- Directed by: Tony Cruz; Arthur Nicdao;
- Written by: Tony Cruz; Tony Fajardo; Rene Requiestas; Boy Alano;
- Screenplay by: Arthur Nicdao
- Story by: Arthur Nicdao
- Produced by: Lily Y. Monteverde; Tony Fajardo;
- Starring: Rene Requiestas; Cristina Gonzales; Paquito Diaz; Chichay;
- Cinematography: Gener Buenaseda
- Edited by: Eduardo Jarlego
- Music by: Boy Alcaide
- Production company: Regal Films
- Distributed by: Regal Entertainment
- Release date: 1991 (Philippines);
- Running time: 102 minutes
- Country: Philippines
- Language: Filipino

= Cheeta-eh, Ganda Lalake? =

Cheeta-eh, Ganda Lalake? (lit. 'Cheeta-eh, Beautiful Man?') is a 1991 fantasy comedy film written by Arthur Nicdao and co-directed by Nicdao and Tony Cruz. The film stars Rene Requiestas, Cristina Gonzales, Paquito Diaz, and Chichay, and shares Cheeta-eh's, Starzan's sidekick, point of view.

Information given:
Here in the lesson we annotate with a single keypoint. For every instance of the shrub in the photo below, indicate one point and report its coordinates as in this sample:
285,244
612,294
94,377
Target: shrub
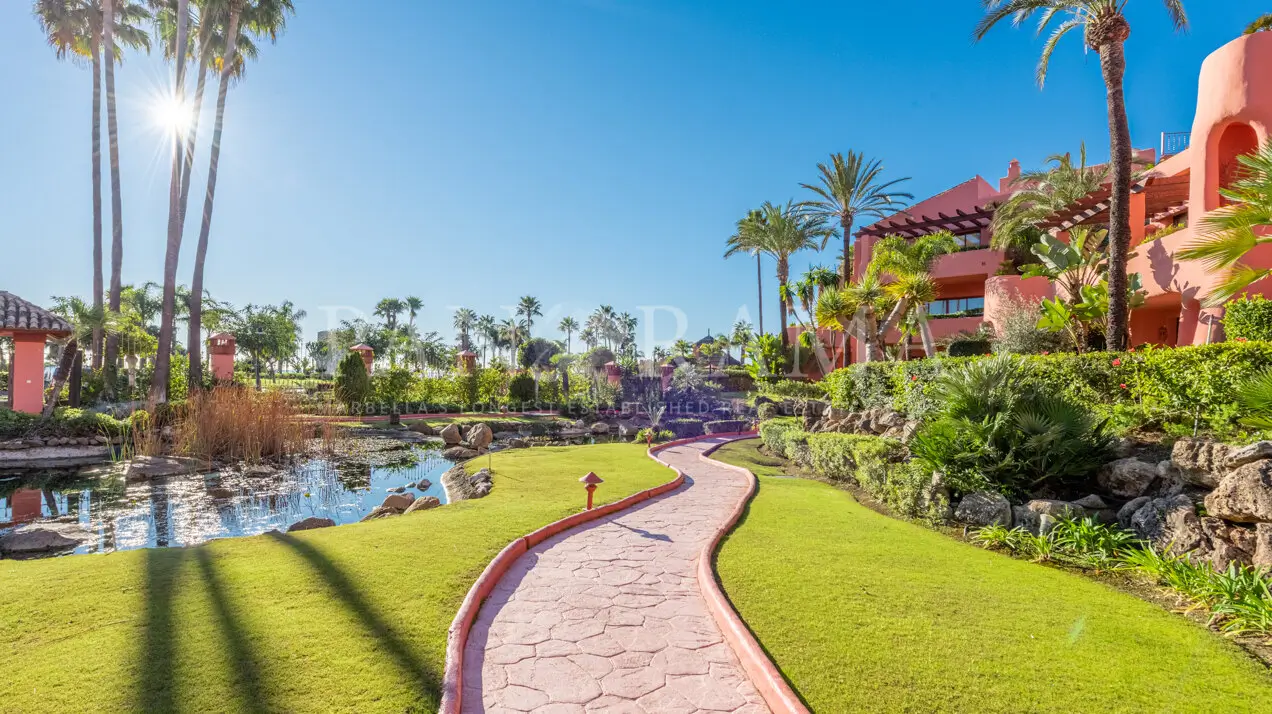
1248,318
352,383
684,428
725,427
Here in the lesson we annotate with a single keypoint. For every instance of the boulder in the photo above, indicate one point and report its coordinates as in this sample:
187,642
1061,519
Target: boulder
424,504
459,453
1244,495
311,523
1200,462
1170,525
33,541
157,466
478,437
1262,546
398,502
1240,456
983,508
1127,511
450,435
1127,477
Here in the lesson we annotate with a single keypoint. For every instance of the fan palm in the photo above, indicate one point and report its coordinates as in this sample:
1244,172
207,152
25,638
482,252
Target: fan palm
1233,231
569,326
223,19
739,245
850,189
1106,31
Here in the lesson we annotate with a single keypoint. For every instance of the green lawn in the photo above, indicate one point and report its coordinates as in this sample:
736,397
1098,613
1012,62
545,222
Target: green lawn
349,619
868,614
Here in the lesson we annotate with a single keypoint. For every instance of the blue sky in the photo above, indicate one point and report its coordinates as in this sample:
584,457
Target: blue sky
583,152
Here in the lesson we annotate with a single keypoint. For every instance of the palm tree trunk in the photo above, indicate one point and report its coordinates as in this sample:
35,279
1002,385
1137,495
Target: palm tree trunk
98,287
112,126
70,353
172,255
782,274
760,288
1113,65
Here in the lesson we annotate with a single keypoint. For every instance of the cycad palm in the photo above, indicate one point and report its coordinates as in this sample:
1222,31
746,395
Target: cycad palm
850,189
1230,232
1106,31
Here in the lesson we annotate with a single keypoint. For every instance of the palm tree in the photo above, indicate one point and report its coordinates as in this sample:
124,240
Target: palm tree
464,322
1106,31
852,187
529,308
737,245
569,326
782,232
262,18
1230,232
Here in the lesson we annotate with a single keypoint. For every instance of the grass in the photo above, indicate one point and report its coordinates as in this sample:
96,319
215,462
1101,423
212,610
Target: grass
863,612
347,619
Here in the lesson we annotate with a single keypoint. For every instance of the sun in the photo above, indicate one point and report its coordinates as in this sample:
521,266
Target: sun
172,116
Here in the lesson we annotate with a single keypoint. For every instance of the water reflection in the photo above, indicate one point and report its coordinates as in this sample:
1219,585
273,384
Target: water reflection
108,513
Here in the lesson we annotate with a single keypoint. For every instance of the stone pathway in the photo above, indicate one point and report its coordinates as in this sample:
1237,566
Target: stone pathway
608,616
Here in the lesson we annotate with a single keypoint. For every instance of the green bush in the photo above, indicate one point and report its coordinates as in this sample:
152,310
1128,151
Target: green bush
1248,318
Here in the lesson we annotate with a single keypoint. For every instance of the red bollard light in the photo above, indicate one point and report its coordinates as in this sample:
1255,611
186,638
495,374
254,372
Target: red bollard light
592,480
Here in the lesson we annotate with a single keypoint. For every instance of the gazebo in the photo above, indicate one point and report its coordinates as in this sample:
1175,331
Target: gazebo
29,326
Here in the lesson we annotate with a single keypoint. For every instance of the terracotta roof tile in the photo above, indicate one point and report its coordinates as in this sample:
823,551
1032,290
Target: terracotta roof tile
17,313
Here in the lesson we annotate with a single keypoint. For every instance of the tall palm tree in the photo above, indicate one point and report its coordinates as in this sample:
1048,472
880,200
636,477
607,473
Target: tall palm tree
852,187
735,246
262,18
172,253
1230,232
1106,29
782,232
569,326
529,308
464,322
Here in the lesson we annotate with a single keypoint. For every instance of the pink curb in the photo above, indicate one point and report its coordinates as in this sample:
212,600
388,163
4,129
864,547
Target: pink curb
457,638
763,673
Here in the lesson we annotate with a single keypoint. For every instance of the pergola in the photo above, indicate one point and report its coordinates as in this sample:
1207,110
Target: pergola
31,327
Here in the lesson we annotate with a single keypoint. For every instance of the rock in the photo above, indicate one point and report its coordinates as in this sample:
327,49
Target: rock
478,437
1127,511
1262,546
158,466
36,541
1244,495
1170,525
450,435
459,453
1200,461
1240,456
424,504
983,508
311,523
1092,503
1127,477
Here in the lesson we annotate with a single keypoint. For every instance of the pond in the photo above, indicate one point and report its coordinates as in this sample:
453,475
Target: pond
110,513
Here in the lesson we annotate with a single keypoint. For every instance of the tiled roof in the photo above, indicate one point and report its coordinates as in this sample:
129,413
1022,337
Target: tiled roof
17,313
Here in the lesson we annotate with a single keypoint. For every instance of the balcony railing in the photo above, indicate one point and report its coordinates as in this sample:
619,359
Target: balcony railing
1174,143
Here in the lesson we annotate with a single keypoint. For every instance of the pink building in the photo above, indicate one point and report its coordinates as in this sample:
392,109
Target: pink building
1234,116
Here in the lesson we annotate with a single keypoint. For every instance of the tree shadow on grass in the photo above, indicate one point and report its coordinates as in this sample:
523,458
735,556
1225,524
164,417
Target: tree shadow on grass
422,677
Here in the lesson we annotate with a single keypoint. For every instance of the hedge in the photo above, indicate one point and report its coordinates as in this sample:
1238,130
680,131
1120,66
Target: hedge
1159,386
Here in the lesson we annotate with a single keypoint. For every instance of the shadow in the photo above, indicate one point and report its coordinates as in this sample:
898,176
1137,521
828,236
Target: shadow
422,677
157,685
246,663
645,533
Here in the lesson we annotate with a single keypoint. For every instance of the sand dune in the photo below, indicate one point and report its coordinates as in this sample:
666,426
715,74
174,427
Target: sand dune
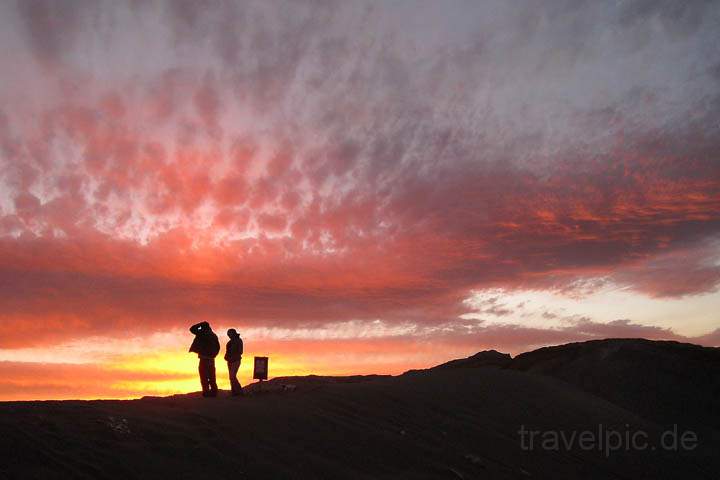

Directions:
[A] Answer these from the film article:
(i) Who edited the film?
(ii) What is its running time?
(iii) Whose point of view does the film share?
[B] Retype the film article from "Cheeta-eh, Ganda Lalake? (lit." to "point of view.".
[C] Extend the film article about Cheeta-eh, Ganda Lalake? beyond its final sentence.
The entries have nothing to do with the film article.

Answers below:
[A]
(i) Eduardo Jarlego
(ii) 102 minutes
(iii) Cheeta-eh's, Starzan's sidekick

[B]
Cheeta-eh, Ganda Lalake? (lit. 'Cheeta-eh, Beautiful Man?') is a 1991 fantasy comedy film written by Arthur Nicdao and co-directed by Nicdao and Tony Cruz. The film stars Rene Requiestas, Cristina Gonzales, Paquito Diaz, and Chichay, and shares Cheeta-eh's, Starzan's sidekick, point of view.

[C]
==Plot==
A war between Amazons and their rivals left so many casualties on both sides, Cheetae (Rene Requiestas) rescues a mortally wounded Amazon. The woman gives him a stone before dying. He tries to swallow it, transforming him into Cheetae Ganda Lalake in Amazon costume. As the Amazon's rivals try to find the last of their enemies, they fight Cheetae but in vain.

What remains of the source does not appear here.